Task 1:
In the VentureScript tutorial below, which file holds the small synthetic regression dataset?

Quoted text:

Topic: Working with Datasets

In the previous segment, we started with the simple linear regression model in lin-reg-1.vnts

$ venture -f lin-reg-1.vnts --interactive

In this segment, we will try it on more data.

There is a little synthetic regression dataset in the file reg-test.csv. Download it and have a look.

You could, of course, type all this data into your Venture session as

observe obs(this) = that;
observe obs(that) = the other;
...

but that's pretty tedious. Being a probabilistic programming language, VentureScript doesn't replicate standard programming facilities like reading data files, and instead offers close integration with Python. So the way to do a job like this is to use pyexec:

run(pyexec("import pandas as pd"));
run(pyexec("frame = pd.read_csv('reg-test.csv')"));
run(pyexec("ripl.observe_dataset('obs', frame[['x','y']].values)"))

[]

list_directives

30: intercept: [assume intercept (normal 0.0 10.0)]:  2.25017975886
32: slope: [assume slope (normal 0.0 10.0)]:    -0.48478075485
34: line: [assume line (make_csp (quote (x)) (quote (add (mul slope x) intercept)))]:   <procedure>
36: obs: [assume obs (make_csp (quote (x)) (quote (normal (line x) 1.0)))]: <procedure>
38: [observe (obs 1.0) 2.0]
40: [observe (obs 2.0) 2.0]
352: [observe (obs (quote -10.0)) -1.20828529015]
353: [observe (obs (quote -9.0)) -0.567501830524]
354: [observe (obs (quote -8.0)) -0.612739408632]
355: [observe (obs (quote -7.0)) -0.354283720351]
356: [observe (obs (quote -6.0)) 0.162259994647]
357: [observe (obs (quote -5.0)) 0.680668720614]
358: [observe (obs (quote -4.0)) 1.3566224356]
359: [observe (obs (quote -3.0)) 1.31982546101]
360: [observe (obs (quote -2.0)) 1.81750436714]
361: [observe (obs (quote -1.0)) 2.16768146479]
362: [observe (obs (quote 0.0)) 3.09576830849]
363: [observe (obs (quote 1.0)) 3.02532816024]
364: [observe (obs (quote 2.0)) 2.89803542848]
365: [observe (obs (quote 3.0)) 3.29669220806]
366: [observe (obs (quote 4.0)) 4.00175073859]
367: [observe (obs (quote 5.0)) 4.44206148709]
368: [observe (obs (quote 6.0)) 4.50628393194]
369: [observe (obs (quote 7.0)) 5.13070618482]
370: [observe (obs (quote 8.0)) 5.90306800089]
371: [observe (obs (quote 9.0)) 6.00526047043]
372: [observe (obs (quote 10.0)) 6.14158080559]

If you want to know what just happened there, pyexec is an action of the inference language that executes the given string of Python code. The binding environment persists across calls, and begins with the variable ripl bound to the current session's Read-Infer-Predict Layer, which serves as the entry point for using VentureScript as a Python library. In this case, we used the escape to load our csv file up into a Pandas DataFrame, and then used the RIPL's observe_dataset method to load it into VentureScript as individual observations.

OK, so we loaded the data. We could do some inference

infer default_markov_chain(30)

[]

and ask for a prediction at a new x-value

sample line(11)

Data supplied:
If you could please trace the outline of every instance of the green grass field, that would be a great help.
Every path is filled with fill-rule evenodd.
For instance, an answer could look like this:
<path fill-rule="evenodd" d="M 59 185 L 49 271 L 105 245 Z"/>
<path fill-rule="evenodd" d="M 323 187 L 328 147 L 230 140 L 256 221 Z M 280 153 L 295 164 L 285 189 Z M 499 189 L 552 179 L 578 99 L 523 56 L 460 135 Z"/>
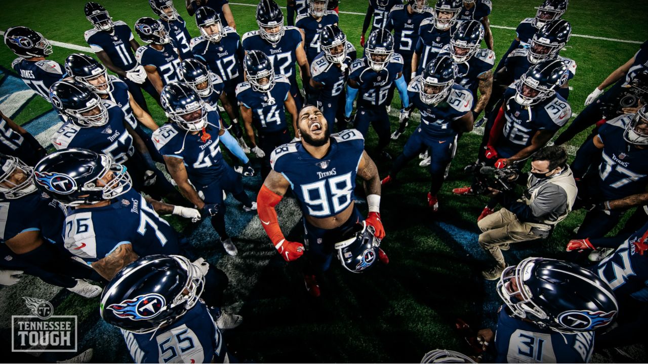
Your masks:
<path fill-rule="evenodd" d="M 237 2 L 255 3 L 252 0 Z M 189 32 L 198 36 L 194 19 L 187 14 L 183 1 L 175 3 L 187 22 Z M 523 18 L 535 15 L 534 6 L 540 1 L 494 3 L 491 24 L 515 27 Z M 3 0 L 0 29 L 28 26 L 51 40 L 87 47 L 83 34 L 91 25 L 83 14 L 84 3 L 84 0 Z M 104 0 L 101 3 L 115 20 L 123 20 L 132 28 L 137 18 L 152 16 L 144 0 Z M 576 34 L 643 41 L 648 38 L 648 0 L 626 4 L 631 5 L 573 0 L 564 18 L 572 23 Z M 257 28 L 253 7 L 233 4 L 231 8 L 239 34 Z M 340 9 L 364 13 L 366 2 L 341 0 Z M 363 19 L 361 15 L 340 14 L 341 28 L 359 50 Z M 492 33 L 498 62 L 515 31 L 493 28 Z M 638 49 L 638 44 L 572 36 L 561 55 L 575 60 L 578 65 L 576 76 L 570 82 L 573 89 L 570 104 L 573 111 L 580 112 L 594 88 Z M 51 59 L 62 63 L 73 52 L 76 51 L 55 46 Z M 10 69 L 14 58 L 8 49 L 0 47 L 0 66 Z M 393 101 L 395 108 L 400 103 L 397 98 Z M 148 104 L 154 119 L 163 123 L 163 113 L 155 102 L 148 99 Z M 49 108 L 40 98 L 34 98 L 16 119 L 24 123 Z M 393 126 L 397 122 L 393 118 Z M 394 156 L 415 128 L 413 124 L 410 122 L 403 137 L 390 144 L 389 150 Z M 586 135 L 581 133 L 570 145 L 577 148 Z M 232 279 L 228 304 L 244 317 L 243 325 L 226 334 L 230 350 L 244 361 L 291 363 L 417 362 L 426 352 L 434 348 L 467 352 L 467 347 L 453 330 L 455 319 L 464 318 L 481 328 L 492 324 L 496 308 L 494 284 L 485 283 L 479 275 L 480 271 L 491 264 L 480 253 L 475 223 L 486 200 L 461 198 L 451 192 L 452 188 L 468 182 L 462 170 L 474 160 L 480 139 L 471 133 L 460 141 L 457 157 L 439 194 L 441 212 L 435 216 L 425 207 L 429 185 L 427 170 L 419 167 L 417 161 L 404 170 L 400 183 L 386 188 L 382 194 L 381 210 L 388 234 L 384 247 L 391 263 L 362 275 L 348 274 L 334 267 L 321 280 L 323 295 L 318 300 L 310 299 L 305 293 L 299 261 L 285 264 L 274 253 L 260 227 L 246 236 L 249 239 L 239 241 L 239 249 L 244 253 L 235 258 L 217 259 L 222 254 L 220 250 L 202 245 L 200 253 L 211 261 L 218 262 L 219 267 Z M 370 131 L 367 150 L 373 151 L 376 142 L 375 133 Z M 380 176 L 384 177 L 391 166 L 380 161 L 378 164 Z M 260 187 L 260 181 L 255 181 L 256 185 L 249 186 L 251 193 Z M 295 212 L 294 209 L 285 211 Z M 570 232 L 579 225 L 583 216 L 582 211 L 572 212 L 548 242 L 513 247 L 505 255 L 507 262 L 514 264 L 531 255 L 559 256 Z M 284 227 L 284 232 L 291 227 Z M 189 235 L 194 228 L 187 226 L 184 233 Z M 294 230 L 294 234 L 299 234 L 299 225 Z M 38 280 L 30 282 L 36 284 Z M 32 294 L 38 294 L 34 292 Z M 98 300 L 84 300 L 65 292 L 56 294 L 53 300 L 56 313 L 80 316 L 80 334 L 86 336 L 83 348 L 95 348 L 93 361 L 130 360 L 115 330 L 98 322 Z M 19 300 L 20 295 L 25 295 L 22 293 L 3 297 L 15 296 Z M 10 305 L 14 304 L 21 306 L 21 300 L 1 302 L 5 311 L 3 315 L 9 314 Z M 645 362 L 648 358 L 645 347 L 633 350 L 638 362 Z M 597 360 L 617 359 L 608 355 L 603 353 Z"/>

Task 2:
Return, word for word, the part of the records that opens with their first line and closes with the line containing "59 185 L 49", both ends included.

Complete answer 1:
reg-test.csv

Complete answer 2:
If you could please trace the outline of every instance of the green grass field, that would be a great help.
Every path is filled with fill-rule evenodd.
For instance, an answer could look like this:
<path fill-rule="evenodd" d="M 59 185 L 49 271 L 105 245 Z"/>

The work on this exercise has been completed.